**Directions for this task**
The span to repeat in the listing below runs from the line containing "the dark brown" to the line containing "the black leather", inclusive. Repeat it exactly, and only it.

**Dataset**
*****
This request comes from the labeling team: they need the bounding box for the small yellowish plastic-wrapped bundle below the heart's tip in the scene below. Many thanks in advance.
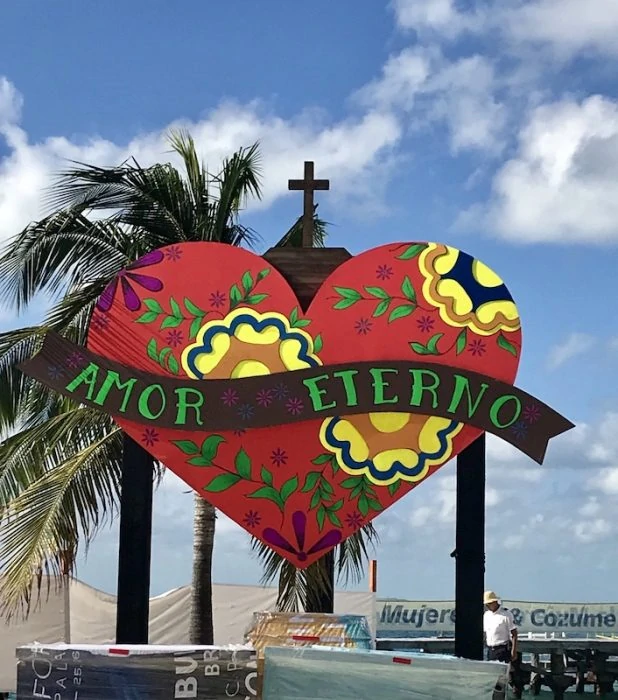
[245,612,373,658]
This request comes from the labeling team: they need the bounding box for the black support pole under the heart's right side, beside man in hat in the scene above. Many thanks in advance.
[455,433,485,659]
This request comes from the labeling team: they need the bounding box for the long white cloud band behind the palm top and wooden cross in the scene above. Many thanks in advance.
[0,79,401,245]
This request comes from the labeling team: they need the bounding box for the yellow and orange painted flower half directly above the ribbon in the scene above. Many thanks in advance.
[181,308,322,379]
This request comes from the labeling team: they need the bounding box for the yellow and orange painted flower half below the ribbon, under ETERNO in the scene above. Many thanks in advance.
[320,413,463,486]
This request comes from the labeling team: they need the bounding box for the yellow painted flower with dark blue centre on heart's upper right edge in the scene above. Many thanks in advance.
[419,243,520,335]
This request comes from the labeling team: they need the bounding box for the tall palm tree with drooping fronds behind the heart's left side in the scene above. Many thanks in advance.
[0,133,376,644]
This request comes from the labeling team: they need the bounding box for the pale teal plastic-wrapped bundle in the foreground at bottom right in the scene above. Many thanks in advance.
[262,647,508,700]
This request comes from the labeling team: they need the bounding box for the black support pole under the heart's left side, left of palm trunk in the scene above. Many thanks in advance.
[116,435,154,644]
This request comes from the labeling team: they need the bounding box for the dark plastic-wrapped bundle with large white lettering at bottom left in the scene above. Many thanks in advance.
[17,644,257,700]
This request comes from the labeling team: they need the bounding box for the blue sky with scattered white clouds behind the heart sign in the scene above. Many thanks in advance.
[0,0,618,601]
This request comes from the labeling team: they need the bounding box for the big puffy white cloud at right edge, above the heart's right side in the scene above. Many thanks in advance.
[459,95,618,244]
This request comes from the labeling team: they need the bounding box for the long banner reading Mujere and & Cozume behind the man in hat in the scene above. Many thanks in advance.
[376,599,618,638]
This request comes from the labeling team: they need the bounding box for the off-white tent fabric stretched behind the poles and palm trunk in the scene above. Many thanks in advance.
*****
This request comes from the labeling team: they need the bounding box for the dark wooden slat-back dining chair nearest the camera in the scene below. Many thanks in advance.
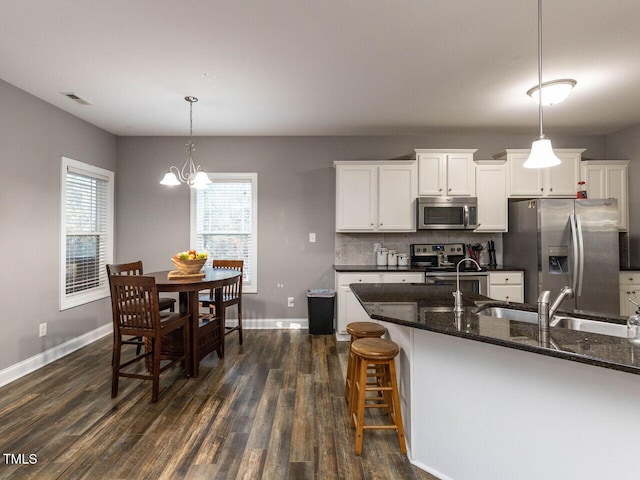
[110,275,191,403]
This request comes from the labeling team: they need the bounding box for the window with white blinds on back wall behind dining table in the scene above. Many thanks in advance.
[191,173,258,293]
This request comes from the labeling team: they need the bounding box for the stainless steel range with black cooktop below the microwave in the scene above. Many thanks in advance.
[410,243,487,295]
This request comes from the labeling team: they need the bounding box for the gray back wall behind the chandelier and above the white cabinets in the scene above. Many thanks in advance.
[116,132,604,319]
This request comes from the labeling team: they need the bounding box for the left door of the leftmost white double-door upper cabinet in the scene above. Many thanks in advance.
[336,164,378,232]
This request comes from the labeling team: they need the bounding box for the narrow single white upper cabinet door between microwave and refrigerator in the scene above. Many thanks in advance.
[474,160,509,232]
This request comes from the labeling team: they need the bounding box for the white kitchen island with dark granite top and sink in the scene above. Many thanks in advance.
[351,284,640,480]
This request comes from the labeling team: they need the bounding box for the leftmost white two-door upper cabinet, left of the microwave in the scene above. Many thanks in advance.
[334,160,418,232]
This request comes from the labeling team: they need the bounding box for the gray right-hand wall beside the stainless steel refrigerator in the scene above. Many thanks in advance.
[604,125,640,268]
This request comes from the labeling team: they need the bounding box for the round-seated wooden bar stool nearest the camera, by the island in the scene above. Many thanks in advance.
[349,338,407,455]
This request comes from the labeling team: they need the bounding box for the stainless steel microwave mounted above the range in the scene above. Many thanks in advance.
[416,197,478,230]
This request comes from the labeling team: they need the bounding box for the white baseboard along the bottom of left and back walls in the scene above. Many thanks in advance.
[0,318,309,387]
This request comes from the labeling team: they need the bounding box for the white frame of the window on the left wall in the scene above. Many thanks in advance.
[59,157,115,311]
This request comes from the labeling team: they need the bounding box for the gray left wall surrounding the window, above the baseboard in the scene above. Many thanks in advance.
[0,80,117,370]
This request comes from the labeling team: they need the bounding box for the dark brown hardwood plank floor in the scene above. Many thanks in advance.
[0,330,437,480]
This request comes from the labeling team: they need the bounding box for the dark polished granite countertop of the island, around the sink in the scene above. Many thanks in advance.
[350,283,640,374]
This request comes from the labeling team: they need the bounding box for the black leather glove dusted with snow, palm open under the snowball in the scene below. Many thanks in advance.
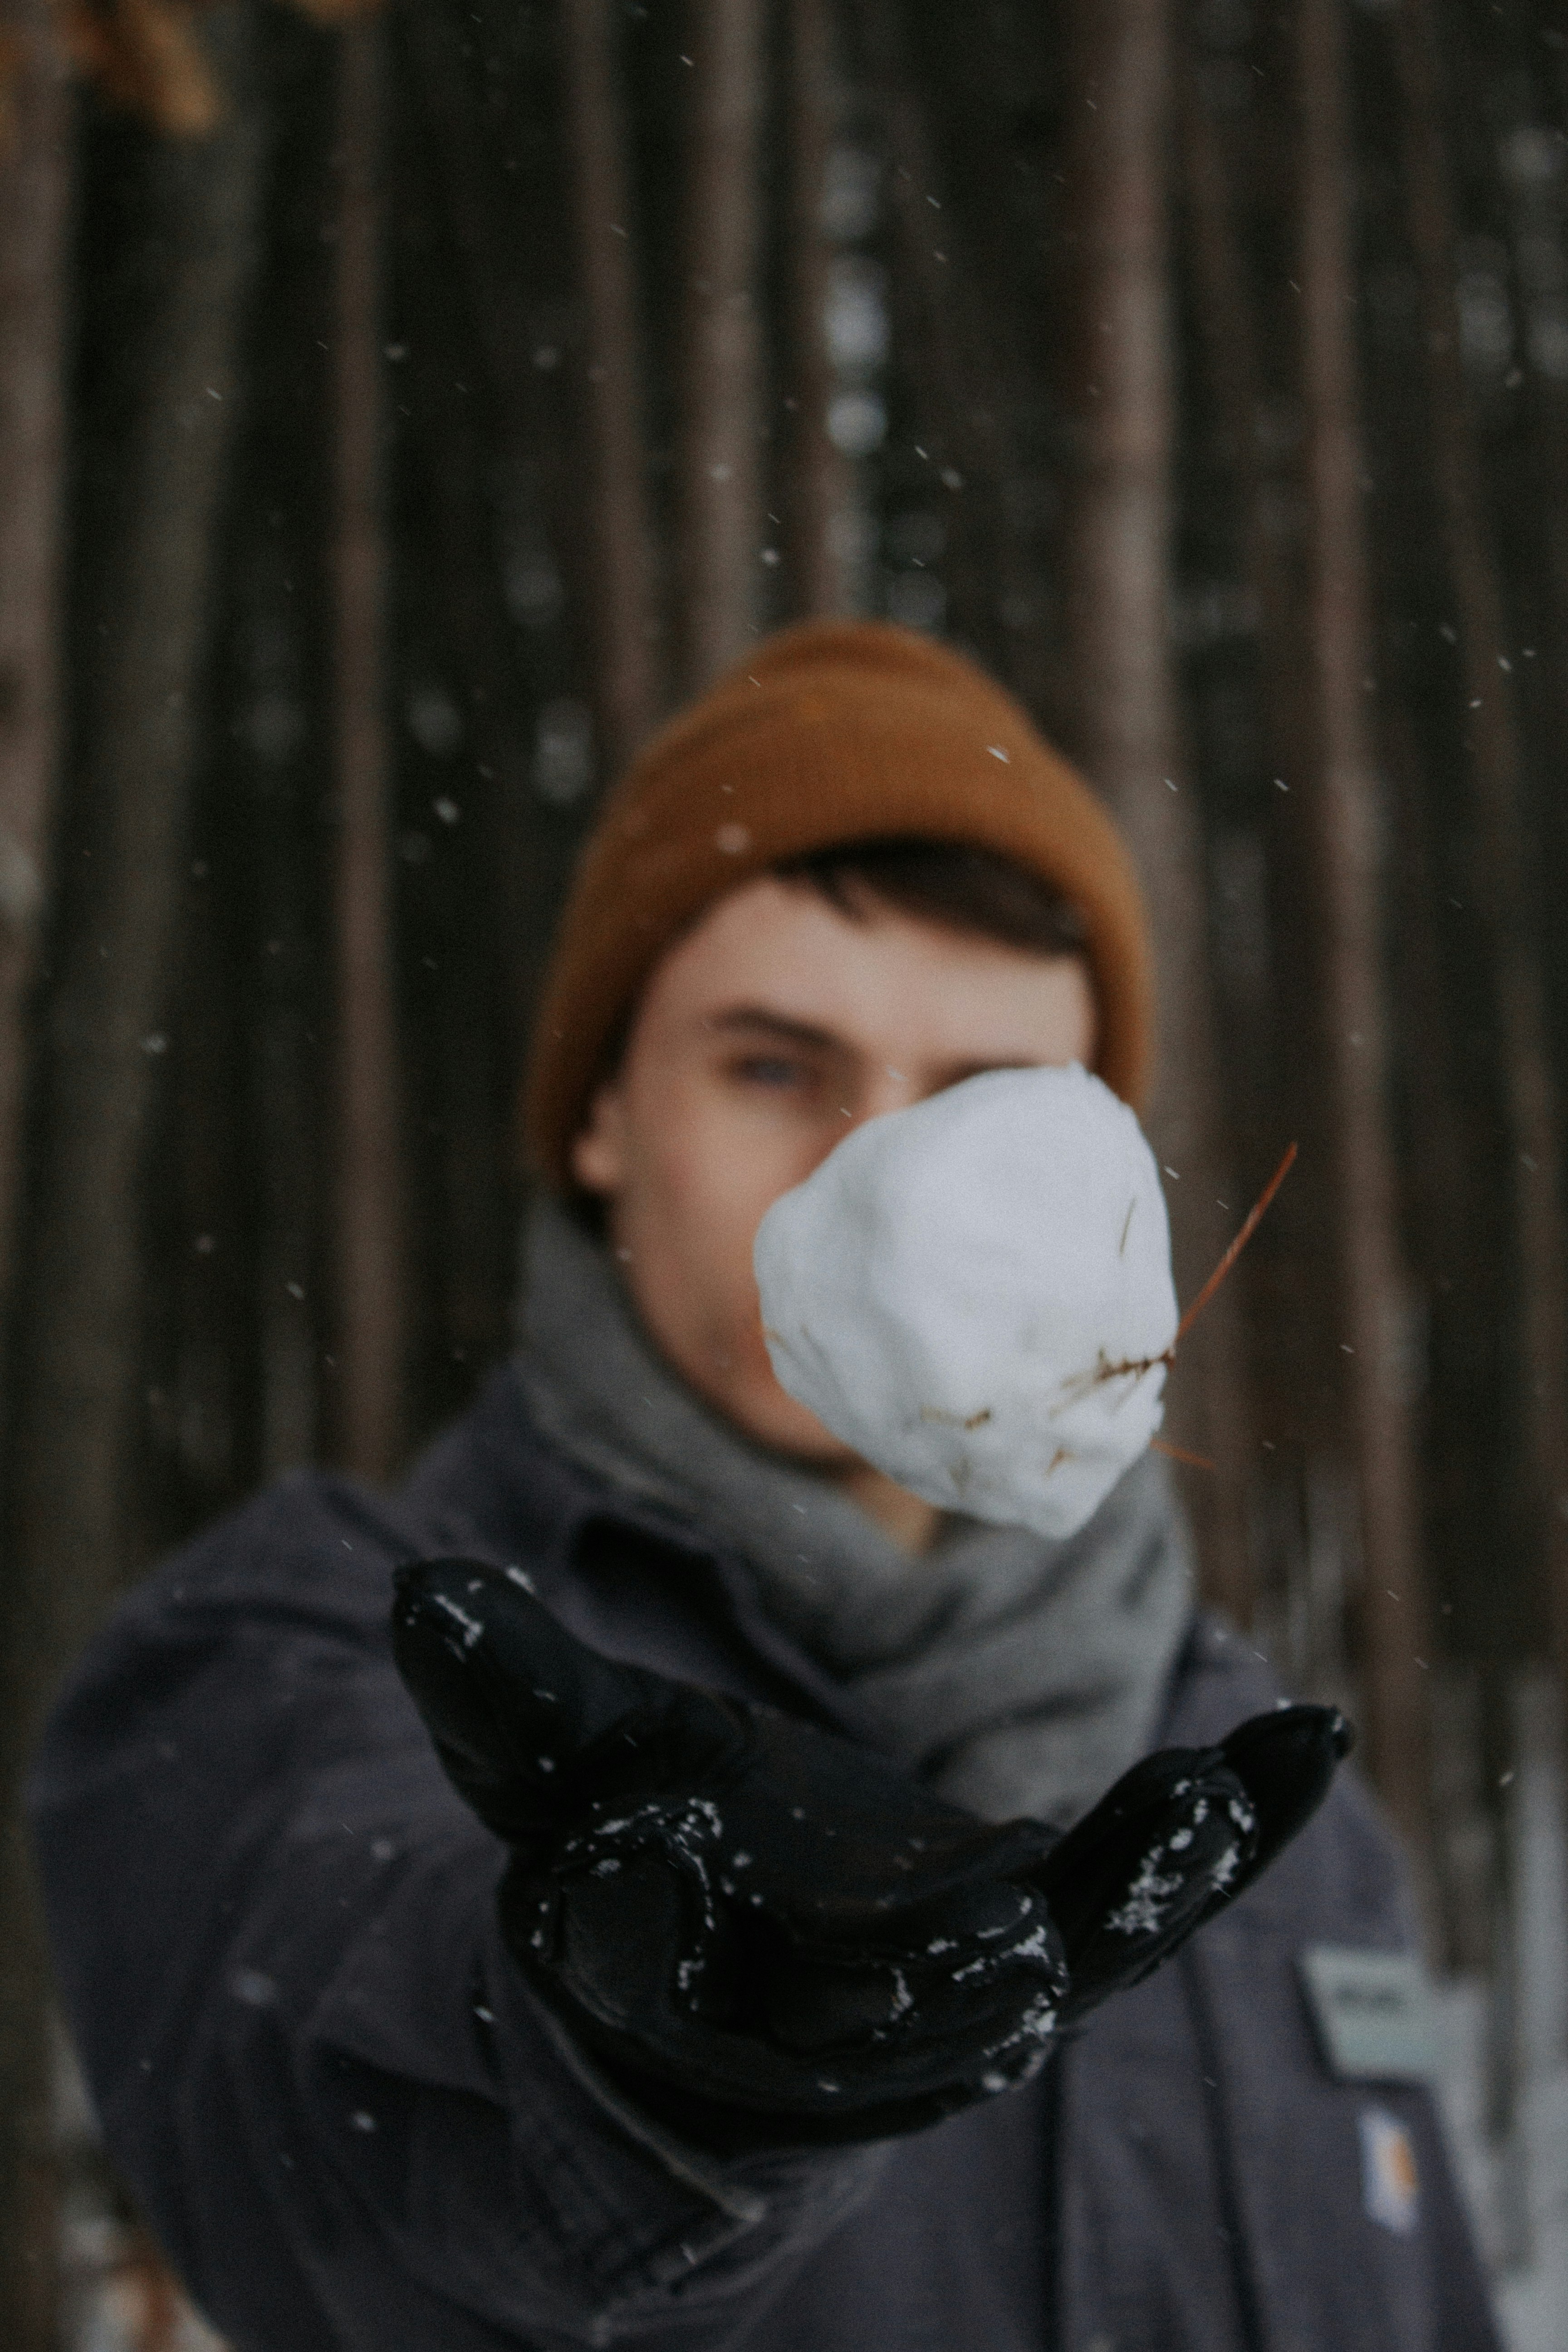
*****
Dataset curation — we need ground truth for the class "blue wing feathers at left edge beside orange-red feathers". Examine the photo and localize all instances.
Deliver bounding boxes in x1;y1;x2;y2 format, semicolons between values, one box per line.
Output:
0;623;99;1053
*****
**Written solution**
This request comes from the labeling team: they need the bounding box for the dark brown hardwood plank floor in the scene above. Many thanks in advance.
[0,330,437,480]
This request comes from the labeling team: they need the bounding box for the dark polished granite countertop of the island, around the sink in the scene above. Many thanks in advance.
[350,283,640,374]
This request comes from the labeling team: they need the bounding box for the black leather glove dusted with snow, palm open under the snowball in the scene below. Many thanks in advance.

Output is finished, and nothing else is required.